BRIEF: Please repeat word for word the lines from the one containing "like x=203, y=12." to the one containing "x=131, y=346", including both of those lines.

PROVIDED RECORDS:

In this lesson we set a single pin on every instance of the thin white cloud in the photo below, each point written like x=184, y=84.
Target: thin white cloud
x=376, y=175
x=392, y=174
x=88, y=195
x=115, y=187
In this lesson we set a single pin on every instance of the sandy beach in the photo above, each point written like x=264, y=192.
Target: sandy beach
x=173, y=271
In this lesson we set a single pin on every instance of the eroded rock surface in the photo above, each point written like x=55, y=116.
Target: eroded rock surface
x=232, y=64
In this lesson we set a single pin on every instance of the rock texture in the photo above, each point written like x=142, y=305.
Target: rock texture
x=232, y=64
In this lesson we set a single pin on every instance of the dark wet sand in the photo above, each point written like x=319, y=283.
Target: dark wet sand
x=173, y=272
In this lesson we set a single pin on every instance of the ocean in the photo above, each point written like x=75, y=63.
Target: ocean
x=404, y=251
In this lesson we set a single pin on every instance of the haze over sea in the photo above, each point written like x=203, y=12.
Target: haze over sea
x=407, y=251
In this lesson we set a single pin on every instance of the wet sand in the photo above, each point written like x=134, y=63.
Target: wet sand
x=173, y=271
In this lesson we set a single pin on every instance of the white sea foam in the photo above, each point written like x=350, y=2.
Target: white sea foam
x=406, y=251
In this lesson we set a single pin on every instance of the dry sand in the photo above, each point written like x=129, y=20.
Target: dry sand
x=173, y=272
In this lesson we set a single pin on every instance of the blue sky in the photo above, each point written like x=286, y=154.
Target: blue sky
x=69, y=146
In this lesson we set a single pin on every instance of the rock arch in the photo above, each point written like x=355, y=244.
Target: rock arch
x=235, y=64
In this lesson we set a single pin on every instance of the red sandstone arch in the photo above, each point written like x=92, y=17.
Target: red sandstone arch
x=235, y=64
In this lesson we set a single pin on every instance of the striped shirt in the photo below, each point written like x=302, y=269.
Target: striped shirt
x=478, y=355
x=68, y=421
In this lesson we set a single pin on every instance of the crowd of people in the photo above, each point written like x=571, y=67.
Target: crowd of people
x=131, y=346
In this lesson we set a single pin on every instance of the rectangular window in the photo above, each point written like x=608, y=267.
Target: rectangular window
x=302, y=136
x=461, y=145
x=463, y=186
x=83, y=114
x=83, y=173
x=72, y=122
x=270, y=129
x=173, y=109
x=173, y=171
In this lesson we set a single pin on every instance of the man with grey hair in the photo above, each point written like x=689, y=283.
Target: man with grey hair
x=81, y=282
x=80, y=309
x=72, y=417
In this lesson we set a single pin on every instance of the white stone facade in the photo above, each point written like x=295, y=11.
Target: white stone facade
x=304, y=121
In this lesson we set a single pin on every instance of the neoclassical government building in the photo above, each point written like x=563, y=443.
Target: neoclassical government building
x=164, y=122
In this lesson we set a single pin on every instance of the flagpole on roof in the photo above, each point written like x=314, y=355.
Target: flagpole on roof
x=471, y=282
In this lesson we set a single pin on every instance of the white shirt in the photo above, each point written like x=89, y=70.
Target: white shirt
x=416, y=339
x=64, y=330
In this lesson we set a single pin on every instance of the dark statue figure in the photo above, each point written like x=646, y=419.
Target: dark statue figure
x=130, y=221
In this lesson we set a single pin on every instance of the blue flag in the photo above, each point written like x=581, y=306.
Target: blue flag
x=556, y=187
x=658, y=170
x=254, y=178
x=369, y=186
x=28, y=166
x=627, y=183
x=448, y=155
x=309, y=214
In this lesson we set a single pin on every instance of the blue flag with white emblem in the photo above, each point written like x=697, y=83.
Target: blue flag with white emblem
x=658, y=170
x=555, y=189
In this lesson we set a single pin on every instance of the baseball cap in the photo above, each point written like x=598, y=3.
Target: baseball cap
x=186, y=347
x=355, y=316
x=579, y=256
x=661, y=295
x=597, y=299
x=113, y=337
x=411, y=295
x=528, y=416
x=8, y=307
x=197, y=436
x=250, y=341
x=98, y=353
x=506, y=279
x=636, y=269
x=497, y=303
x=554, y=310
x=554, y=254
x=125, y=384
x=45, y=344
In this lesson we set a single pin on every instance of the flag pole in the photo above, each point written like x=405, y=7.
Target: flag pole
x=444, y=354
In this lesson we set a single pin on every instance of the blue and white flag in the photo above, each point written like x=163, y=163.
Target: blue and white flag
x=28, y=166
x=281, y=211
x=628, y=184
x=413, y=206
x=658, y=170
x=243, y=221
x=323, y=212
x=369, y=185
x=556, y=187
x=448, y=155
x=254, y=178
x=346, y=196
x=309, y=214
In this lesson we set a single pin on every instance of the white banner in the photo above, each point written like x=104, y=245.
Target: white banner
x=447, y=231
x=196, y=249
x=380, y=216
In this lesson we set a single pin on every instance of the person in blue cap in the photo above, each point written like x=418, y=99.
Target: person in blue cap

RESULT BELOW:
In this lesson we set a single pin on every instance of the haze over sea in the photo above, each point written like x=203, y=12.
Target: haze over sea
x=407, y=251
In this lesson we set a single pin on every instance of the wet sand in the photo above, each point written like x=134, y=63.
Target: wet sand
x=173, y=271
In this lesson we set a single pin on every instance of the white sea foam in the photo above, each point written like x=350, y=2.
Target: white sea foam
x=406, y=251
In this lesson we set a single pin on every instance of the dry sand in the photo above, each point written like x=129, y=20.
Target: dry sand
x=173, y=272
In this lesson we set a single pin on every instance of the blue sky in the photo above, each point written like x=286, y=154.
Target: blue sky
x=69, y=146
In this lesson we set a single pin on every instance of the rock arch in the photo above, each point written like x=355, y=244.
Target: rock arch
x=235, y=64
In this lesson we set a single pin on every instance of the red sandstone arch in the photo above, each point written like x=92, y=17.
Target: red sandstone arch
x=235, y=64
In this lesson we set a single pin on every instance of the striped shirt in the photo below, each point written like x=302, y=269.
Target: striped shirt
x=478, y=355
x=68, y=421
In this lesson we set a single pin on every instance of the crowd of people in the photo above, each point written like x=571, y=67.
Target: crowd of people
x=131, y=346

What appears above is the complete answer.